● **Data to process**
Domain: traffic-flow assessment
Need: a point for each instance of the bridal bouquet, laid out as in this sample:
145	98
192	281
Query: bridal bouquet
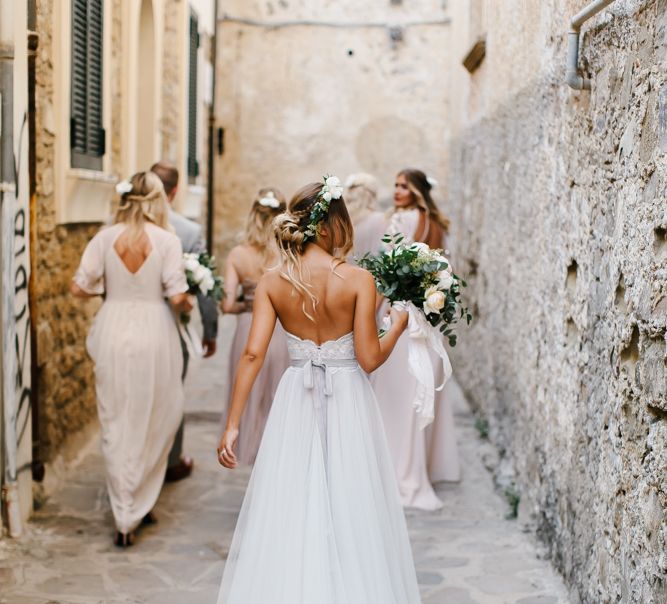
421	279
415	273
201	276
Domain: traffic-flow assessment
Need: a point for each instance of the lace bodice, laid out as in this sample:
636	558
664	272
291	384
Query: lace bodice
332	350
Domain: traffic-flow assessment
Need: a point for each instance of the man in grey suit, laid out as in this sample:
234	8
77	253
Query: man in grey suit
190	234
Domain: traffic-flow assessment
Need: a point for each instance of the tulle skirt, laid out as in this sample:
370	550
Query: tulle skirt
321	522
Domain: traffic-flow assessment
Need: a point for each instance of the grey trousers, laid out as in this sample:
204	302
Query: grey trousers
177	448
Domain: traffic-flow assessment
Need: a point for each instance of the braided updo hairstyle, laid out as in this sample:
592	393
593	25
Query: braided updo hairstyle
145	202
290	232
258	230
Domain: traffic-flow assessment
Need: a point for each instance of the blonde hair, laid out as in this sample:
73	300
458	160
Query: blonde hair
259	225
360	195
145	202
290	232
420	188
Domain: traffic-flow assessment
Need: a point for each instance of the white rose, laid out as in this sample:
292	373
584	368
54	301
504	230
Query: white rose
435	300
191	262
445	279
421	248
200	273
207	284
333	182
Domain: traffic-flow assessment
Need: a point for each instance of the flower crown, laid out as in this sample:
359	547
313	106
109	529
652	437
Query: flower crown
332	189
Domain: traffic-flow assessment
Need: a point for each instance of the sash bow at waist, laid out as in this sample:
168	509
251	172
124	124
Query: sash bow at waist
324	365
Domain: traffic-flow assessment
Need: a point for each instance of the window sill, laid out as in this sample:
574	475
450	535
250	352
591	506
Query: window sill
87	196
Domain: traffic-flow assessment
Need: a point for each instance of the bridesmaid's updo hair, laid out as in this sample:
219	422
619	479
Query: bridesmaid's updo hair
268	203
420	188
290	232
144	202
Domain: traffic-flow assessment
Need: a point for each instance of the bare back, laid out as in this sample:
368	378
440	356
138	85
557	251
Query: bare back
336	290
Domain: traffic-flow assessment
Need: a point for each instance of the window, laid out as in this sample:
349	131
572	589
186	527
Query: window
193	164
87	137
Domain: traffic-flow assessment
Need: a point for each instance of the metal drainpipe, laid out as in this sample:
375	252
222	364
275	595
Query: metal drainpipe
8	199
210	193
573	77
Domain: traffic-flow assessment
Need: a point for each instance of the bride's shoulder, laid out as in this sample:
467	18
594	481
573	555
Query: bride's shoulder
357	275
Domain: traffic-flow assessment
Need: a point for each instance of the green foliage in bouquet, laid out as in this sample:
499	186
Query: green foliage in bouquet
412	272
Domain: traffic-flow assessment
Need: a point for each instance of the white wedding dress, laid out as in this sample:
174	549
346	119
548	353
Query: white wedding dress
321	522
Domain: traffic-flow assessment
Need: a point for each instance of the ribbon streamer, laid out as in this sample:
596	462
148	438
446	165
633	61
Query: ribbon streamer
422	336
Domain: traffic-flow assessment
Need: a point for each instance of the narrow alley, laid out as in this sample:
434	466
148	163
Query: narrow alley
467	553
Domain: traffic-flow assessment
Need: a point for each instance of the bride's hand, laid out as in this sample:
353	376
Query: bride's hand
226	455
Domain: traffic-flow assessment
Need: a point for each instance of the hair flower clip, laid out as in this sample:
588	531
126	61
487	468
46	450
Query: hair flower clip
332	189
123	187
269	201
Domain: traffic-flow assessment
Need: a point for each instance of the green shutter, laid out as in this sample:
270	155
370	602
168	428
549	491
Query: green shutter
193	165
86	132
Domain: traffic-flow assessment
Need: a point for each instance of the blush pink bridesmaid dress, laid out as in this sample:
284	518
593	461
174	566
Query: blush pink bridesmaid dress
421	457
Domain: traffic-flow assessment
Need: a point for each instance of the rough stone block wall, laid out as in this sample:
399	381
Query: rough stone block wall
559	205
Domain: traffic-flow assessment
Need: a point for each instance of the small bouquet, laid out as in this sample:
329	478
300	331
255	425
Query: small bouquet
201	276
421	279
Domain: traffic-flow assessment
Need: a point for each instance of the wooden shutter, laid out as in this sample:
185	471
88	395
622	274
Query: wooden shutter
87	137
193	165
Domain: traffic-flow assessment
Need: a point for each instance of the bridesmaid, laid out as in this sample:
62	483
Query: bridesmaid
134	343
246	263
420	457
369	223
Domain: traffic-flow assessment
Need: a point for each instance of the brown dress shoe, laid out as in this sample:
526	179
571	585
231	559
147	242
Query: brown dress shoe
181	470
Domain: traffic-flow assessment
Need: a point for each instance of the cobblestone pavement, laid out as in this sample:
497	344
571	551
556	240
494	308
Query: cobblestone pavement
466	553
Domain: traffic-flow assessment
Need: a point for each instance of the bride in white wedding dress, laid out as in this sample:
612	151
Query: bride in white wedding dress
321	522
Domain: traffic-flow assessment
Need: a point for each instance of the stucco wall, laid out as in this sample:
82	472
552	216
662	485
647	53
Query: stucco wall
559	208
307	88
66	393
66	396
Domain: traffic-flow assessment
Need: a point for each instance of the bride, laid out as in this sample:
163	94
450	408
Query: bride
321	521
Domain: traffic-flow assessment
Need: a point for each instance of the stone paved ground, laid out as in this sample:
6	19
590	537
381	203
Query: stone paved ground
466	553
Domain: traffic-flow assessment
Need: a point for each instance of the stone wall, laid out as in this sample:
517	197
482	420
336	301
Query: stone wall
65	392
307	88
558	201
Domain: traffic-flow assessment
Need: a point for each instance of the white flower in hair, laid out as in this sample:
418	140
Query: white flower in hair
123	187
333	186
269	201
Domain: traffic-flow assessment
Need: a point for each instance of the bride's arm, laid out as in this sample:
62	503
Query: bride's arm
252	358
230	305
372	351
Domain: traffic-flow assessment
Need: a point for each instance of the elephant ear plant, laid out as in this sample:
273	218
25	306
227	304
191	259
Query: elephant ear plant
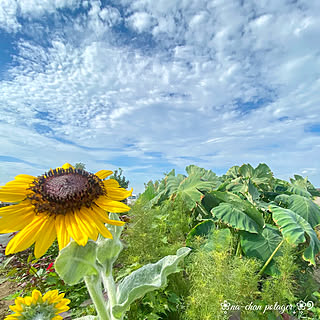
93	264
68	202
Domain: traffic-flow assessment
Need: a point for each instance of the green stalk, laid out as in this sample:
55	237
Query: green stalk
110	286
203	209
238	252
95	290
270	258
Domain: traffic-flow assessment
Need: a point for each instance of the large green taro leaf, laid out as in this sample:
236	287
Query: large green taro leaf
262	245
202	229
148	278
303	206
241	205
201	172
189	189
260	175
75	262
293	228
235	218
233	172
299	185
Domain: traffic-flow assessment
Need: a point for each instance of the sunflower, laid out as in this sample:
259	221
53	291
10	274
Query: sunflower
36	306
63	203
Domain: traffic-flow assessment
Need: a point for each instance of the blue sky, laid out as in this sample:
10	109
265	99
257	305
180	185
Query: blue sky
149	86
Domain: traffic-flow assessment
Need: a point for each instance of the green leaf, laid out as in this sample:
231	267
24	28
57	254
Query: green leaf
303	206
189	189
246	171
74	262
253	191
148	278
299	186
241	205
233	172
108	250
260	175
201	229
235	218
219	240
293	228
202	173
262	245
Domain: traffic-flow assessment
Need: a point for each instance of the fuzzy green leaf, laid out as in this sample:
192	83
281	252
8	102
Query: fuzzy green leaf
293	228
148	278
75	262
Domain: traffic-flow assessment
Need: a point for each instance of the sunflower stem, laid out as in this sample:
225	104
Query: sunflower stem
93	284
110	286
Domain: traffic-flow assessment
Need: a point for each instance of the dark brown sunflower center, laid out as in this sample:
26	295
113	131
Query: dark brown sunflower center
60	191
64	187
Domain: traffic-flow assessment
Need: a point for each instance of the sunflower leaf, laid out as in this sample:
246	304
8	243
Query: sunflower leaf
75	262
148	278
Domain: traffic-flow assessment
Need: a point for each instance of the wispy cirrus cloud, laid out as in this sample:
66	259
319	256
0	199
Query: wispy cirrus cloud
149	86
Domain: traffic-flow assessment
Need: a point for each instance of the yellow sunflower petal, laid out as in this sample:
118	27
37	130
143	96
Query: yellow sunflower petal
111	206
17	184
25	178
62	232
111	183
84	226
86	217
26	237
9	196
74	230
62	304
12	317
67	166
118	193
36	296
28	300
102	174
16	308
45	241
17	221
104	217
8	210
47	296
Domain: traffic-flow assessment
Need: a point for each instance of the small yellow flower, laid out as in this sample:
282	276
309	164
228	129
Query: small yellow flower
63	203
45	307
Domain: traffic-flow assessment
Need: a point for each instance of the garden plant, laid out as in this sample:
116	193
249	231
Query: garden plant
196	246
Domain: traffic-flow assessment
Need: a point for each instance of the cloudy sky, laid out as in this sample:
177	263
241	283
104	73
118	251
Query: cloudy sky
151	85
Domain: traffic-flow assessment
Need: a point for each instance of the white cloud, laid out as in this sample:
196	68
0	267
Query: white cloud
140	21
180	83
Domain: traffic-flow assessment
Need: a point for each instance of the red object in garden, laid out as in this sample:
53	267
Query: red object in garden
50	267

● **Exercise brief**
How many lines in the items above contain the string "rough" with matching case? Give only the number.

● **Result of this exercise**
2